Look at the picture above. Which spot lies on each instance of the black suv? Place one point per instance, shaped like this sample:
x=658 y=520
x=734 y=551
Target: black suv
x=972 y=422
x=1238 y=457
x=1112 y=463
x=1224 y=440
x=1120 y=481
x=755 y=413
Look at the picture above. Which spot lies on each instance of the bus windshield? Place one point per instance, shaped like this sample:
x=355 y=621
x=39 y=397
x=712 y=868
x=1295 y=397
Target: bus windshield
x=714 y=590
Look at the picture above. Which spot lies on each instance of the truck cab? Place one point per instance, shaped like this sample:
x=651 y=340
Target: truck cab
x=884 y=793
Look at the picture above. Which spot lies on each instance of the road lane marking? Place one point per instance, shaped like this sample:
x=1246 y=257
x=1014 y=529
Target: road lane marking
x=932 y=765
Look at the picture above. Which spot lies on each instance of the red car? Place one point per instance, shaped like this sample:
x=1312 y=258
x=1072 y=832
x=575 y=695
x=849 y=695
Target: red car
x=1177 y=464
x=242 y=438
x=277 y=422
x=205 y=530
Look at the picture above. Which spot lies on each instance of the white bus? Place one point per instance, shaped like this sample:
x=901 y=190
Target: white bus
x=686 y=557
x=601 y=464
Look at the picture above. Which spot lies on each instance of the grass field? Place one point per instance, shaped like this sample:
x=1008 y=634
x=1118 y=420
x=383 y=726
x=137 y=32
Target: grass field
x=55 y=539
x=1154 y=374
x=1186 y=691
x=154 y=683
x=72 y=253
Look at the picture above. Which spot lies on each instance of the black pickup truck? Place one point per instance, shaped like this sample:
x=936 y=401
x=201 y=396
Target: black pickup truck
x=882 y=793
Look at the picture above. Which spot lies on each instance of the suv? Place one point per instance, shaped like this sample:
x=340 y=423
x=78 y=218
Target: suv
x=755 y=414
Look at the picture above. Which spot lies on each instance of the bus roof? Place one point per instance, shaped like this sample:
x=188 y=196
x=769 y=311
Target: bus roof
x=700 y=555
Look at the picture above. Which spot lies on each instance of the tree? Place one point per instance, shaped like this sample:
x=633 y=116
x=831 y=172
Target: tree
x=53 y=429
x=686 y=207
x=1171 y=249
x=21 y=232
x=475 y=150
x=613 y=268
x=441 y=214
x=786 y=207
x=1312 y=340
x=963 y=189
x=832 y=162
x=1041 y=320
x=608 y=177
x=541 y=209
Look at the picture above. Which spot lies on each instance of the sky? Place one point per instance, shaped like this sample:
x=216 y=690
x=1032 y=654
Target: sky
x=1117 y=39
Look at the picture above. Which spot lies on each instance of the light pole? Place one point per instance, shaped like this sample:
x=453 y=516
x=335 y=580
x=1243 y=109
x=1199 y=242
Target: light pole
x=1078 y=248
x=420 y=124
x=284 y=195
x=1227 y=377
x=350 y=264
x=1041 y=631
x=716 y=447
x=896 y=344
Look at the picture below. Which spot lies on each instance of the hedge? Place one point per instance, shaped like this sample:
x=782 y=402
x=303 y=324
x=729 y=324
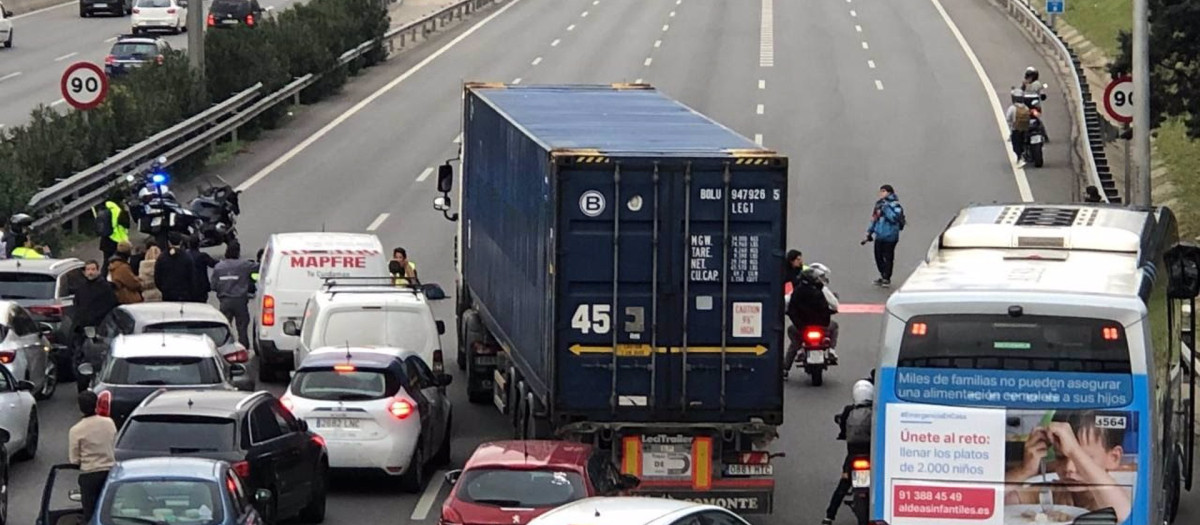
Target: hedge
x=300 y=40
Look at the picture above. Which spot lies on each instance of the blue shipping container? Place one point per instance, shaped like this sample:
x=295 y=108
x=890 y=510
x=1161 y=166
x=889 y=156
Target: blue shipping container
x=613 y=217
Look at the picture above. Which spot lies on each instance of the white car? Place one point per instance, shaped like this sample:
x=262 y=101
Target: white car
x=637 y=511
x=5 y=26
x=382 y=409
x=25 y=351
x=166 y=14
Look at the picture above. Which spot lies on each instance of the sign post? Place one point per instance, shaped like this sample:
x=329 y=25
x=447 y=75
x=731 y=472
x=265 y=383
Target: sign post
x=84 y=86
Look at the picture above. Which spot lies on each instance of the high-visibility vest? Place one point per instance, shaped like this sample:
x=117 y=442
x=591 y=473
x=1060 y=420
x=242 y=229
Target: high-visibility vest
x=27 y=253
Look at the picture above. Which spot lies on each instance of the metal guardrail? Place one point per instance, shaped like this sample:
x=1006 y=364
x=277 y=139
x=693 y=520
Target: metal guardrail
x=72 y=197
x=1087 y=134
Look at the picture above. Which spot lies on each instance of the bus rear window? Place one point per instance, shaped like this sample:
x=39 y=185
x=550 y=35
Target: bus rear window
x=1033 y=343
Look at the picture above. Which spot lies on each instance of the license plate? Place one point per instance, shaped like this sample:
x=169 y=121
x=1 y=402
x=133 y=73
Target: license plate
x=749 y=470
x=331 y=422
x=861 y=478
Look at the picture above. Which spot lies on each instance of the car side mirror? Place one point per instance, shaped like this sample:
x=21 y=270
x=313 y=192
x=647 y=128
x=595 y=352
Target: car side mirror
--------------------
**TRY IT:** Go through the entries above and pull out each line with "side" in it.

**YOUR RESPONSE:**
Look at the picture above. Which spot lies on each instance of the car side mirror? Place one point per instance, shaped like this sample:
Target: car side mirror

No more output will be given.